-- QUOTED PASSAGE follows --

IF it’s starting to feel like every second dog in your neighbourhood is a pug or french bulldog, you’re not totally off the mark. New research reveals there are more of the squish-faced canines waddling into Australian homes than ever before.
Analysis by the University of Sydney finds that over the last three decades Aussies are increasingly ditching the classic labrador and going barking mad for smaller pedigree pooches with shorter and wider heads, a la pug — but experts fear there is a lack of understanding of the health issues that afflict such breeds.
The study, published today in journal Canine Genetics and Epidemiology, explored the 180 purebreds covered by the Australian National Kennel Council’s data to investigate changes in dog-owning trends between 1986 and 2013.
Each breed was assigned to one of four size groups: small breeds (less than 10kg), medium (10-25kg), large (25-40kg) and giant (40kg and over).
Findings show man’s best friend is shrinking, as demand for smaller dogs has risen every year since 1986.

-- QUOTED PASSAGE concluded --
-- SOURCE DATA follows --

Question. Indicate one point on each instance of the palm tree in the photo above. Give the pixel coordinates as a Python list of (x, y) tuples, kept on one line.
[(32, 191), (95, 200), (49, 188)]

-- SOURCE DATA concluded --

> [EXERCISES TO COMPLETE]
A - Answer these questions about the dog breed article, one per line and marked the same way:
(i) Which university carried out the analysis?
(ii) In which journal was the study published?
(iii) What weight range defines the large size group?
B - Recast the paragraph of the dog breed article beginning "Each breed was assigned" as a bulleted list.
C - Extend the dog breed article with a few more paragraphs, picking up after its final sentence.

> [ANSWERS PROVIDED]
A -
(i) The University of Sydney
(ii) Canine Genetics and Epidemiology
(iii) 25-40kg

B -
Each breed was placed in one of four size groups:
- Small: less than 10kg
- Medium: 10-25kg
- Large: 25-40kg
- Giant: 40kg and over

C -
Over the studied time period, registration of small and medium purebreds increased by 4.2 per cent and 5.3 per cent respectively relative to large purebreds, and by 11 per cent and 12.1 per cent compared to giant purebreds.
As well as a shrinking body size, our enthusiasm for canines with short, wide faces has boomed while dogs with narrower snouts are less popular.
Professor Paul McGreevy, who co-authored the study with PhD candidate Kendy Teng, said the new preference for smaller dogs correlated with a trend towards more high density living as well as a falling need for working dogs.
“Changes in the types of dwellings Australians are buying may indicate the space available for dogs has shrunk,” Prof McGreevy said.
“Moreover, the purpose of dog ownership has continued to shift from the early days of domestication, away from duties such as hunting and guarding properties, for which dogs are more likely to be larger, to pure companionship, which can be fulfilled by a dog of any size.”
As for our growing fondness for short, wide faces — described scientifically as ‘brachycephalic’ — Prof McGreevy puts this down to fashion. He also notes they have a unique cute factor humans find hard to resist.
“Studies also indicate the infantile facial features commonly seen in brachycephalic dogs with their round faces, chubby cheeks, big eyes and small nose and mouth, stimulate feelings of affection in humans,” he said.
It is hoped that the research will help Australian vets prepare for a jump in cases of dogs with breathing difficulties, skin and eye conditions as well as digestive disorders, all of which unfortunately afflict four-legged friends with flatter faces like pugs and bulldogs.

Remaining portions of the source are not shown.